Set exercise: Update the entries below, changing "juvenile robin" to "young robin" wherever it occurs and keeping every other line as it is.

[Dataset excerpt]
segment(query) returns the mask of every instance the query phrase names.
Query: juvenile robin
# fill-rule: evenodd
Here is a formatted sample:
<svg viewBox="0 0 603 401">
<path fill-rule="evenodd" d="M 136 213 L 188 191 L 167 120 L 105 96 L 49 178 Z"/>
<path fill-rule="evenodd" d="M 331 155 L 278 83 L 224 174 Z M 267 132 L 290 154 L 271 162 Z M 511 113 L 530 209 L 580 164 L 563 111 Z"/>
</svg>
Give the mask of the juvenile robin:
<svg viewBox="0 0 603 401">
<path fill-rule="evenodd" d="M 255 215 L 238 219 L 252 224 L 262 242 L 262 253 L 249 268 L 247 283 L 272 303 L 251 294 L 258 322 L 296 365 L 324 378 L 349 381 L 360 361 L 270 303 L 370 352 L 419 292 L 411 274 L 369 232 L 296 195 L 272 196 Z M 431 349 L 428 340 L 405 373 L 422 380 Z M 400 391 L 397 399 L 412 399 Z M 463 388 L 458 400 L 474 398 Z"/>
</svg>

Expected output:
segment(query) returns the mask of every instance the query phrase names.
Query: young robin
# fill-rule: evenodd
Here is a formatted sample:
<svg viewBox="0 0 603 401">
<path fill-rule="evenodd" d="M 136 213 L 188 191 L 167 120 L 105 96 L 49 178 Z"/>
<path fill-rule="evenodd" d="M 331 155 L 278 83 L 224 174 Z M 267 132 L 290 154 L 271 162 Z M 511 113 L 530 209 L 580 164 L 563 111 Z"/>
</svg>
Give the mask of the young robin:
<svg viewBox="0 0 603 401">
<path fill-rule="evenodd" d="M 255 215 L 238 219 L 252 224 L 262 242 L 262 253 L 249 268 L 247 283 L 272 303 L 251 294 L 258 322 L 296 365 L 324 378 L 349 381 L 360 361 L 270 303 L 370 352 L 419 292 L 411 274 L 369 232 L 296 195 L 272 196 Z M 431 349 L 428 340 L 405 373 L 422 380 Z M 400 391 L 397 399 L 412 399 Z M 463 388 L 458 400 L 474 398 Z"/>
</svg>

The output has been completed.